Work task: This task calls for copying every line of the records that includes the word "nose".
BEGIN
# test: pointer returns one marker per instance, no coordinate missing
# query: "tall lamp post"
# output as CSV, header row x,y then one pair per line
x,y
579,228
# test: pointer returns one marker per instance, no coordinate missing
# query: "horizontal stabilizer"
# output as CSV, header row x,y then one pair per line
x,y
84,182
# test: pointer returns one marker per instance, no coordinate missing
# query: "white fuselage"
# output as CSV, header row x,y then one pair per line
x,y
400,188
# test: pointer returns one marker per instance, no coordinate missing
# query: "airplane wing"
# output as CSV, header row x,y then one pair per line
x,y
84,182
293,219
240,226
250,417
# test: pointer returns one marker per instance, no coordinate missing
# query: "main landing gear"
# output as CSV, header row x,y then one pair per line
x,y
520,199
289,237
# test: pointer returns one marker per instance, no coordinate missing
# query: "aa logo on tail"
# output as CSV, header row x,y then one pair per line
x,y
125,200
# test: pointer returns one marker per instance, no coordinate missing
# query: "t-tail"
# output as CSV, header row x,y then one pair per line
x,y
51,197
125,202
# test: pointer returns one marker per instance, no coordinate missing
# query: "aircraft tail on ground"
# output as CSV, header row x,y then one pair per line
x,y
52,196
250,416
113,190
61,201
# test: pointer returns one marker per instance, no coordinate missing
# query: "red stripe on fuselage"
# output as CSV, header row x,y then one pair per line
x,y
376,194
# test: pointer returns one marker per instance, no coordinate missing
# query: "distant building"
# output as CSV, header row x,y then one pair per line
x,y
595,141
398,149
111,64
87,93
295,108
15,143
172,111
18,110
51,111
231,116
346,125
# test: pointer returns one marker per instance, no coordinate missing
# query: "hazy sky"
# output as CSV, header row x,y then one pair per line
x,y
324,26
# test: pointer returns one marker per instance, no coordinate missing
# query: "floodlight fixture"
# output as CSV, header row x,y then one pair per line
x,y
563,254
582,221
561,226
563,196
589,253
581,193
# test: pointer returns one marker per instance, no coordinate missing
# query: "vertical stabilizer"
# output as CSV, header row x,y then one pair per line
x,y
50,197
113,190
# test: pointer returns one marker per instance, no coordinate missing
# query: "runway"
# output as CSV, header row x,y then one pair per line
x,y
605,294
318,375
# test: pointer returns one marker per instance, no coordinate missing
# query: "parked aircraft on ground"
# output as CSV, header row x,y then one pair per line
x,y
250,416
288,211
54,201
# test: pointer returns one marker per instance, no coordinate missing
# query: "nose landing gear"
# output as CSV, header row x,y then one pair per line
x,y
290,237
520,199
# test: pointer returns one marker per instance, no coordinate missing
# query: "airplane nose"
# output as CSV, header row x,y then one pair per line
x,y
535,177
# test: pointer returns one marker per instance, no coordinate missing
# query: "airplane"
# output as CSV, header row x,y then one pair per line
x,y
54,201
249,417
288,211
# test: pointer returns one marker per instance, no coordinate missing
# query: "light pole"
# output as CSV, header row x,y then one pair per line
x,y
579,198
END
Exercise solution:
# query: "nose landing gear"
# query: "airplane nose"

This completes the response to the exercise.